## WRITTEN PROBLEM
Rewrite every line of the entries below as a JSON list of strings, one string per line, with blank lines omitted. Exclude the pictures from the list.

## RECORD SET
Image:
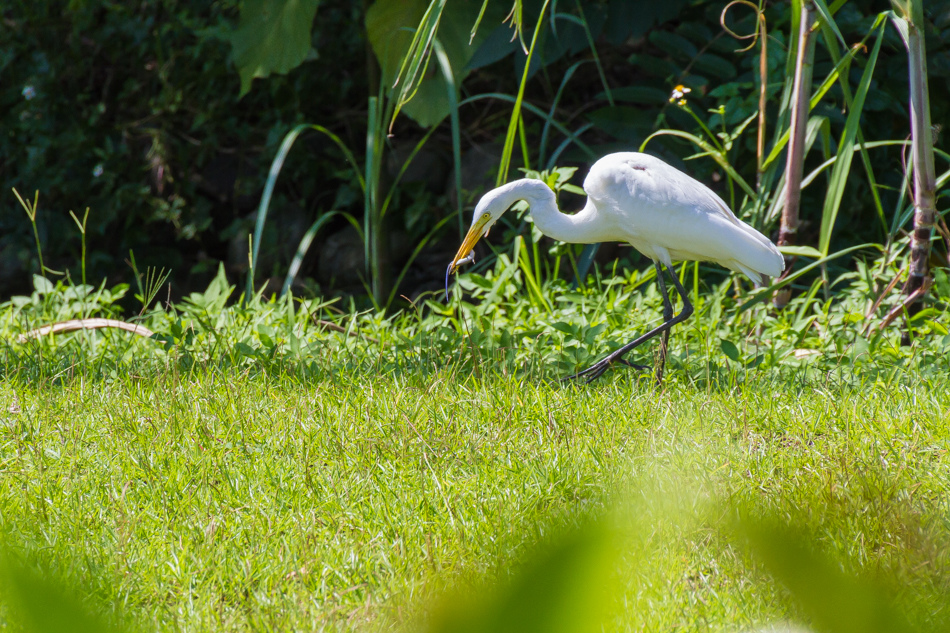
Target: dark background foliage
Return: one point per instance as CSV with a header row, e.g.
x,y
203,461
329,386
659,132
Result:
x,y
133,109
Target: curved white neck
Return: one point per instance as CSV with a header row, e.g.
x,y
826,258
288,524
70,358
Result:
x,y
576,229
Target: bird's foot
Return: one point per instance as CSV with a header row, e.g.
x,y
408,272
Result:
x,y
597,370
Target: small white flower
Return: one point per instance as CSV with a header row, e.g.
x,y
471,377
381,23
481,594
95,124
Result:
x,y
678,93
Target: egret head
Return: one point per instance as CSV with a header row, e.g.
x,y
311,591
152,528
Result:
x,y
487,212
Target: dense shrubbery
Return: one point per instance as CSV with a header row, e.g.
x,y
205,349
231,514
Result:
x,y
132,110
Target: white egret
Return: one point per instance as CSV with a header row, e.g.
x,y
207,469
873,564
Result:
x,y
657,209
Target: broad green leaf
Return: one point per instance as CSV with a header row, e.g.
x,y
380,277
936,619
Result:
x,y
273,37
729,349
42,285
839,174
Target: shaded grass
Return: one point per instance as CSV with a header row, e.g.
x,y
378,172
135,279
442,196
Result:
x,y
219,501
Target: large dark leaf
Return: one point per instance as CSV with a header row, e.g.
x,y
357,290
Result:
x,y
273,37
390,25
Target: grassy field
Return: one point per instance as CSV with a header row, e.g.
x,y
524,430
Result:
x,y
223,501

## RESULT
[
  "Image:",
  "Target: dark background foliage",
  "Return: one point per instance as CSV with a header row, e.g.",
  "x,y",
  "203,461",
  "329,386",
  "659,132",
  "Result:",
  "x,y",
  "133,109",
  "Target: curved white neck",
  "Return: one point per instance as CSV with a header row, e.g.",
  "x,y",
  "826,258",
  "288,524",
  "70,358",
  "Result:",
  "x,y",
  "576,229",
  "Target: bird's foot",
  "Return: one point per instance as CSV with a header row, e.g.",
  "x,y",
  "408,272",
  "Result:",
  "x,y",
  "597,370",
  "Target: small white flower",
  "Return: one point per instance as CSV with a header row, e.g.",
  "x,y",
  "471,377",
  "381,23",
  "481,594",
  "95,124",
  "Result:",
  "x,y",
  "678,93",
  "Target: egret head",
  "Return: one point per instance as CSV with a header row, e.g.",
  "x,y",
  "311,591",
  "152,528",
  "Result:",
  "x,y",
  "487,212",
  "Target: dense shrubbery",
  "Return: one point per instance as CSV with a header row, e.g.",
  "x,y",
  "205,349",
  "231,514",
  "Result:",
  "x,y",
  "132,110",
  "Target: white egret",
  "Return: one point per instance as CSV with a header row, e.g.",
  "x,y",
  "207,469",
  "873,564",
  "Result:",
  "x,y",
  "657,209",
  "Target: broad green leaf",
  "Return: one point per instance as CSV with a header row, e.g.",
  "x,y",
  "380,277",
  "936,619",
  "Result:",
  "x,y",
  "273,37",
  "729,349",
  "42,285",
  "839,174",
  "Target: shaded grass",
  "Return: one point per instance as CSV with a header row, e.g.",
  "x,y",
  "378,172",
  "135,279",
  "442,196",
  "Result:",
  "x,y",
  "219,501",
  "Target: large dark leaf",
  "Return: one point per instance as CSV with a header row, e.g.",
  "x,y",
  "357,290",
  "Result:",
  "x,y",
  "273,37",
  "390,25",
  "Target: grassy field",
  "Return: one point per instance as CSV with a header row, e.g.",
  "x,y",
  "524,430",
  "Result:",
  "x,y",
  "223,501"
]